*PASSAGE GIVEN*.
* Start *
Spatial computing functions typically include data exchange and requires network architecture.
Clause 4.2.5 provides more details on XR Spatial computing.
AR runtimes are usually extensible to add support for a wide range of AR glasses and controllers that are on the market or that might be released in the future. This will allow different vendors to add custom functionality such as gaze tracking, hand control, new reference spaces, etc.
Two key representative and standardized AR runtimes are Khronos defined OpenXR
[4] and W3C defined WebXR
[5]. More details are provided in
clause 4.6.4.
A Scene Manager is a software component that is able to process a scene description and renders the corresponding 3D scene. The Scene Manager parses a scene description document to create a scene graph representation of the scene. For each node of the scene graph, it adds the associated media components for correct rendering of the corresponding object.
To render the scene, the Scene Manager typically uses a Graphics Engine that may be accessed by well-specified APIs such as defined by Vulkan, OpenGL, Metal, DirectX, etc. Spatial audio is also handled by the Scene Manager based on a description of the audio scene. Other media types may be added as well.
The Scene Manager is able to understand the capabilities of the underlying hardware and system, to appropriately adjust the scene complexity and rendering process. The Scene Manager may, for instance, delegate some of the rendering tasks to an edge or remote server. As an example, the Scene Manager may only be capable of rendering a flattened 3D scene that has a single node with depth and colour information. The light computation, animations, and flattening of the scene may be delegated to an edge server.
Clause 4.6.5 provides a description of glTF2.0 and the extensions defined by the MPEG-I Scene Description, which may serve as a reference for the entry point towards a Scene Manager.
* End *
(Records)
* Start *
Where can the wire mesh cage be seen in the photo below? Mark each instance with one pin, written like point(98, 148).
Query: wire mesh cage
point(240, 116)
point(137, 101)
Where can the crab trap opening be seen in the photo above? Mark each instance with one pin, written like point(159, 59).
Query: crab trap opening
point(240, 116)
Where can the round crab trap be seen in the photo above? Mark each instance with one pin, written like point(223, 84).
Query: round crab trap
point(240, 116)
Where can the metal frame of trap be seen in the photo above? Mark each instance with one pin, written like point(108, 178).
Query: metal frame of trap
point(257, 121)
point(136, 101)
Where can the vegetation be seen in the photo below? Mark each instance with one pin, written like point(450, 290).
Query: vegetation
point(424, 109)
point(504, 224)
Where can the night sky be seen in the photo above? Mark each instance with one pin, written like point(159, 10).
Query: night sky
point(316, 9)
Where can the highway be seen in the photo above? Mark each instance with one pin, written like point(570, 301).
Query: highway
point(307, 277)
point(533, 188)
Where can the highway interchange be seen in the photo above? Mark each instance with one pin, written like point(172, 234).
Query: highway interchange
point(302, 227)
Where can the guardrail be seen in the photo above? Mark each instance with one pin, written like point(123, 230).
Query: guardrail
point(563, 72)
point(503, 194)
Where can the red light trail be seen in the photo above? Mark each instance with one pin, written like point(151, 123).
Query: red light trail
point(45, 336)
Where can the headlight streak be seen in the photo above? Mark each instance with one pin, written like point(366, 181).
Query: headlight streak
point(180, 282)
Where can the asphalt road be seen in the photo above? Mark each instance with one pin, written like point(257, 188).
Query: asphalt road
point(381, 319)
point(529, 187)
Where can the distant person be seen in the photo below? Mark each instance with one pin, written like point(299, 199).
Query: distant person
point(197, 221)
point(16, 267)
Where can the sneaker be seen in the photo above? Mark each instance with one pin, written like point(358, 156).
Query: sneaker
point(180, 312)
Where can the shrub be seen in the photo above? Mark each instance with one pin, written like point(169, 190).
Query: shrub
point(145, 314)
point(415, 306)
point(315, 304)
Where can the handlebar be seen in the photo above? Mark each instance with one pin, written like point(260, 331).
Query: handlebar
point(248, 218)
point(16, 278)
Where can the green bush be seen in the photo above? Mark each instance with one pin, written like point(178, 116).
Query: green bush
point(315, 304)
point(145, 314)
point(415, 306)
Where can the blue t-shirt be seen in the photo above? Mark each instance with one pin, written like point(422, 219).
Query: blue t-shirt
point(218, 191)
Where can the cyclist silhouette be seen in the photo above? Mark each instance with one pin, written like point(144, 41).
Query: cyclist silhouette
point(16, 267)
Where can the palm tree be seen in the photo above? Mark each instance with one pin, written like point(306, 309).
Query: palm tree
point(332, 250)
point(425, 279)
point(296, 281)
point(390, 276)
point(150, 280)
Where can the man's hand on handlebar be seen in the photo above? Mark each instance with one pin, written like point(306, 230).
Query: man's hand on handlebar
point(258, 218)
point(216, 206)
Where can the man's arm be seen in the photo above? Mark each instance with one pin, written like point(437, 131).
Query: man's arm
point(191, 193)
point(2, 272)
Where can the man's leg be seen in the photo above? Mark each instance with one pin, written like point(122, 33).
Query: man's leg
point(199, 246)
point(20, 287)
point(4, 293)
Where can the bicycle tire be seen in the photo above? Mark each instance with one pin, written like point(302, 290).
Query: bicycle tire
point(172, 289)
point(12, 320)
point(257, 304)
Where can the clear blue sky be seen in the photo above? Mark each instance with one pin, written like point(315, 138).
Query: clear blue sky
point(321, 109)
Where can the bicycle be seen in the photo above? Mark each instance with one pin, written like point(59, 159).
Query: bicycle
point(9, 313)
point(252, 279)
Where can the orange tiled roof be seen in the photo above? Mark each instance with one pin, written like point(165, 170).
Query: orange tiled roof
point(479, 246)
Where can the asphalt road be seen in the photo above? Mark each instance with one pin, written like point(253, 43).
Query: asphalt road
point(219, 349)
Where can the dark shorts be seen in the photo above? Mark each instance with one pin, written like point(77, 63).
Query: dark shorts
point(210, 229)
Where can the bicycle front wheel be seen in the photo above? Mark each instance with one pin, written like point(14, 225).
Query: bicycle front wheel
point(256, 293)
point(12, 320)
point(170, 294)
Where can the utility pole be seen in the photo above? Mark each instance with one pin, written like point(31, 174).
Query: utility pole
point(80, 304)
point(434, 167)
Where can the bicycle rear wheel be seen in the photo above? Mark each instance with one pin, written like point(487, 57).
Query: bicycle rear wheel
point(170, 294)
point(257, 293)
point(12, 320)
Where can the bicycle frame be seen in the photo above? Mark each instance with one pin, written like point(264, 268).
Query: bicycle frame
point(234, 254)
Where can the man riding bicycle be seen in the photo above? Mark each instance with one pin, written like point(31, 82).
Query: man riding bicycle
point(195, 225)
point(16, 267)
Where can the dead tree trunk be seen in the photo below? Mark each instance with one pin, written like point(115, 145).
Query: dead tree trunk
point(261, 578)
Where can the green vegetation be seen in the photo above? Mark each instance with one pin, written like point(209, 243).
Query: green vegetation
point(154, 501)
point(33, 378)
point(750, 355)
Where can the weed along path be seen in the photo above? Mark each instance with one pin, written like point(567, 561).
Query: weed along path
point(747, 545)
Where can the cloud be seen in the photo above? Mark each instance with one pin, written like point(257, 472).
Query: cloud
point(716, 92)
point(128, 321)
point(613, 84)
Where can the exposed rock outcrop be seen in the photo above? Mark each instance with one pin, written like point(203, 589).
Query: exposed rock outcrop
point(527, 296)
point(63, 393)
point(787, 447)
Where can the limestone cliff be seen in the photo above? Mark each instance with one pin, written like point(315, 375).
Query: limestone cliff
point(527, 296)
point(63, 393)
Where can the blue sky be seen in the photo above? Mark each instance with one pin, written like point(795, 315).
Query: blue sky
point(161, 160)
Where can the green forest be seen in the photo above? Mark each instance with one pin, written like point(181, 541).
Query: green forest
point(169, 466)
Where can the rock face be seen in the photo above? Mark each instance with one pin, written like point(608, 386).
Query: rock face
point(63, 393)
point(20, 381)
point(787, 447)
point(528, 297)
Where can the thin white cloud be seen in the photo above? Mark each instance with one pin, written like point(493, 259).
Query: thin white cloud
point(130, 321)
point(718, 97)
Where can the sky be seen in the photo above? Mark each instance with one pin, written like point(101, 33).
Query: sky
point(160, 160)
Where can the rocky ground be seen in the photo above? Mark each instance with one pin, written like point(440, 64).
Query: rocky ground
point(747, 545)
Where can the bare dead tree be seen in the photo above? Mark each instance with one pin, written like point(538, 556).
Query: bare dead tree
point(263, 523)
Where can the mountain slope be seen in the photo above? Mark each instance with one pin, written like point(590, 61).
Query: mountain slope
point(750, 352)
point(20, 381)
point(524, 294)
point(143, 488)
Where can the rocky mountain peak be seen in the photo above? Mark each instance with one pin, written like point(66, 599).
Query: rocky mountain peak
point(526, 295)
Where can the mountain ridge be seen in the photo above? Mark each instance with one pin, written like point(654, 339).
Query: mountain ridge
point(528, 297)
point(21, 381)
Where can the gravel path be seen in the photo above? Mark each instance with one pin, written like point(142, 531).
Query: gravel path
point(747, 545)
* End *
*DIRECTIVE 1*. Using the text on AR runtimes and the Scene Manager, say whether each statement agrees with it. Answer yes or no for each, and quote the words that decide it. (a) The Scene Manager may pass some rendering work to an edge or remote server. (b) Spatial audio is handled by the Graphics Engine. (c) OpenXR is defined by W3C.
*DIRECTIVE 2*. Continue the text on AR runtimes and the Scene Manager, starting after its last sentence.

*EXERCISE RESPONSE 1*.
(a) Yes: "The Scene Manager may, for instance, delegate some of the rendering tasks to an edge or remote server."
(b) No: "Spatial audio is also handled by the Scene Manager based on a description of the audio scene."
(c) No: "Khronos defined OpenXR"

*EXERCISE RESPONSE 2*.
XR Spatial computing summarizes functions which process sensor data to generate information about the world 3D space surrounding the AR user. It includes functions such as SLAM for spatial mapping (creating a map of the surrounding area) and localization (establishing the position of users and objects within that space), 3D reconstruction and semantic perception. This requires accurately localizing the AR device worn by the end-user in relation to a spatial coordinate system of the real-world space. Vision-based localization systems reconstruct a sparse spatial mapping of the real-world space in parallel (e.g. SLAM). Beyond the localization within a world coordinate system based on a sparse spatial map, additionally dense spatial mapping of objects is essential in order to place 3D objects on real surfaces, but also provides the ability to occlude objects behind surfaces, doing physics-based interactions based on surface properties, providing navigation functions or providing a visualization of the surface. Thirdly, for the purpose of understanding and perceiving the scene semantically, machine-learning and/or artificial intelligence may be used to provide context of the observed scene. The output of spatial computing is spatial mapping information that is organized in a data structure called the XR Spatial Description for storing and exchanging the information. Further details on XR Spatial Description formats are provided in
clause 4.4.7.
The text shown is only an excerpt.